## Task requirements
Show every line in the material below that contains the word "bench".

## Data to use
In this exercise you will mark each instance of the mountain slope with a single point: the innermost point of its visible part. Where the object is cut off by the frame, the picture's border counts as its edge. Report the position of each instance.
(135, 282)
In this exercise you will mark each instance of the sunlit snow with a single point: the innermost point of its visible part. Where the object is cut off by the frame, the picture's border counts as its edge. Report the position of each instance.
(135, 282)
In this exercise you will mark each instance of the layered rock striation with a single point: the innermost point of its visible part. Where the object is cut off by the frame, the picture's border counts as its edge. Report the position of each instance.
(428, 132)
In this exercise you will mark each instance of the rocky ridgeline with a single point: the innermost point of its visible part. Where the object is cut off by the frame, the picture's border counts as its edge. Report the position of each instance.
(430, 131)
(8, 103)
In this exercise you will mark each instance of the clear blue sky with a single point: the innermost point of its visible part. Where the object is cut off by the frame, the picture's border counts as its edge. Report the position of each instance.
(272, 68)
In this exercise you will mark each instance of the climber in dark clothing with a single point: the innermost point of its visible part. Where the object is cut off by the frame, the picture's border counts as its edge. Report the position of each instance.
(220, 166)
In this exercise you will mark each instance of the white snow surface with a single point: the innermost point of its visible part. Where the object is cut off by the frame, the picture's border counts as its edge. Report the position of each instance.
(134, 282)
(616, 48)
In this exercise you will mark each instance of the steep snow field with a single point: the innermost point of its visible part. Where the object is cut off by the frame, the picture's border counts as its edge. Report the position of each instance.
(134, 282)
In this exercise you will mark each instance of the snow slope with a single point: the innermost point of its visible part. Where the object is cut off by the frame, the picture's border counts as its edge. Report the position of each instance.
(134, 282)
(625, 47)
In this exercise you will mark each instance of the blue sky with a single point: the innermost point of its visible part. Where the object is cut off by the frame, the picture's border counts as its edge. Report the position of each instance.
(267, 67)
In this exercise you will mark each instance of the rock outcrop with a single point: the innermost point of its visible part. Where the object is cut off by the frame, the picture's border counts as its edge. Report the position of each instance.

==

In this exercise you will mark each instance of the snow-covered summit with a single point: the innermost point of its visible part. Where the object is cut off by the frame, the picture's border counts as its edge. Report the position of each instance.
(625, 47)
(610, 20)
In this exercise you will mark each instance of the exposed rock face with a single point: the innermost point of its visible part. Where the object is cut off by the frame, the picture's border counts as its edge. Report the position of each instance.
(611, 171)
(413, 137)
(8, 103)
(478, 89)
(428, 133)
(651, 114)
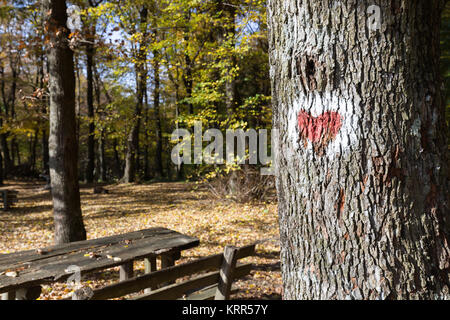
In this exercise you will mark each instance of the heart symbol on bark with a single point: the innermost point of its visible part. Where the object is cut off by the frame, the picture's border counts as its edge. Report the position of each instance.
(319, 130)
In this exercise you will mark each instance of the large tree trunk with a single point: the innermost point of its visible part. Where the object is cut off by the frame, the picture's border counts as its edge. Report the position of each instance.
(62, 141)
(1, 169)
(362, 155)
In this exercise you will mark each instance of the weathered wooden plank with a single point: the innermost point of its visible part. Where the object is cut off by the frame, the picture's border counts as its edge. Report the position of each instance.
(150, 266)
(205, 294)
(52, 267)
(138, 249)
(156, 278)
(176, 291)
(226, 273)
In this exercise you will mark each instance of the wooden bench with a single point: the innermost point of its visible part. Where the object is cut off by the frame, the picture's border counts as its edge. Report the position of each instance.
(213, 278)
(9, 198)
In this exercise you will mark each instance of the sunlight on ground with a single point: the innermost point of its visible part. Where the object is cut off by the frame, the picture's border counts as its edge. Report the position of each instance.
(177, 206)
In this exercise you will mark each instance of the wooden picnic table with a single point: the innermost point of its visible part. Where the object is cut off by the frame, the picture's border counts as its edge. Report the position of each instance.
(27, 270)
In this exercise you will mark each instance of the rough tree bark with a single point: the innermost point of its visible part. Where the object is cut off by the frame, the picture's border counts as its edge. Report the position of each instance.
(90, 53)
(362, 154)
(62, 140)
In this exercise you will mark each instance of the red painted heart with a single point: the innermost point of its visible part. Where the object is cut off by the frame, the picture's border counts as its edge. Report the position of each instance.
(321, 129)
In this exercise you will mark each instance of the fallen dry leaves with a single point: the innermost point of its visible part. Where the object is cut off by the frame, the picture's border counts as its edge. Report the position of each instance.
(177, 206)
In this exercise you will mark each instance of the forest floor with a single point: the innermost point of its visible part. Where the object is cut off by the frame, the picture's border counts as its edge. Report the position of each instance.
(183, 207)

==

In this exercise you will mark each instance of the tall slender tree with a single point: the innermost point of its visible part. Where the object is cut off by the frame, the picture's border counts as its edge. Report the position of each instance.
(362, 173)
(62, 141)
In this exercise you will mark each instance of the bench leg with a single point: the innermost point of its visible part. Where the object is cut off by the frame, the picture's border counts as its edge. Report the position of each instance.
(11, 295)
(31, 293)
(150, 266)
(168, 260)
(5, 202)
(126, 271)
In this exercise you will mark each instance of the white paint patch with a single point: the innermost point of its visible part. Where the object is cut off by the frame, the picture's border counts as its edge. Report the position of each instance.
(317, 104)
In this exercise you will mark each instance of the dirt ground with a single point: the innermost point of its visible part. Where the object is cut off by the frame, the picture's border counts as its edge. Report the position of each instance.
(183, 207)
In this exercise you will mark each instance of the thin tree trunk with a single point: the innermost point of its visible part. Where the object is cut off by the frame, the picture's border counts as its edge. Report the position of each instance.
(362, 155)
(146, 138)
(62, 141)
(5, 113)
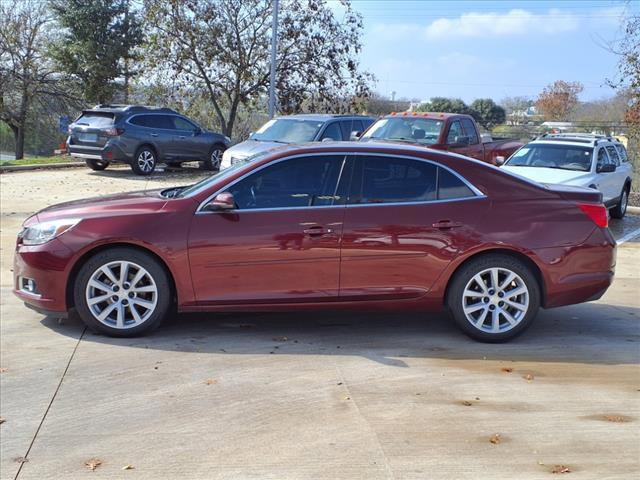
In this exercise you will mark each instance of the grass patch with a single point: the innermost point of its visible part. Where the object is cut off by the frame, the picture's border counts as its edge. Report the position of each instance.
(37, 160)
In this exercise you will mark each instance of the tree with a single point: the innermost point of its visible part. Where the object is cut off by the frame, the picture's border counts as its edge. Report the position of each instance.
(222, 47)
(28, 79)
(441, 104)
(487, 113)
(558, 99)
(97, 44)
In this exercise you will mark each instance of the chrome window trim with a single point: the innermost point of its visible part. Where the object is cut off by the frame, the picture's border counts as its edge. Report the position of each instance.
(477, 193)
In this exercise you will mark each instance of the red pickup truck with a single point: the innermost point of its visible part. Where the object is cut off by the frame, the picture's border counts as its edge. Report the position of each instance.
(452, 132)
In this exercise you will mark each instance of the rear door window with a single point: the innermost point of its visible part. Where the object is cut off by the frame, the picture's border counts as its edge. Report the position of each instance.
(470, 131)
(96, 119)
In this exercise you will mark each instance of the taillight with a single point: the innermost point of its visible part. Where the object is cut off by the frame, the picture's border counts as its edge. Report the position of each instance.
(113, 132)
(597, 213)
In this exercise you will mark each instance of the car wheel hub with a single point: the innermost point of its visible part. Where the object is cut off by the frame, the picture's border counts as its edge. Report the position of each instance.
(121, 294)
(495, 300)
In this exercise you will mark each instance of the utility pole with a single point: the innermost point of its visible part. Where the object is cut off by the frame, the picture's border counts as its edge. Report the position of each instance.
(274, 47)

## Result of the task
In this exercise you will mark each instance of the wooden bench with a single point: the innermost point of its visible part. Where the object is cut off by the frame, the picture's border counts as its edge. Report the position of each instance.
In this exercise you will mark each instance of the bench leg with a single point: the innermost point of its visible part. Where the object is cut off by the frame, the picture's border counts as its edge. Report the position of each instance.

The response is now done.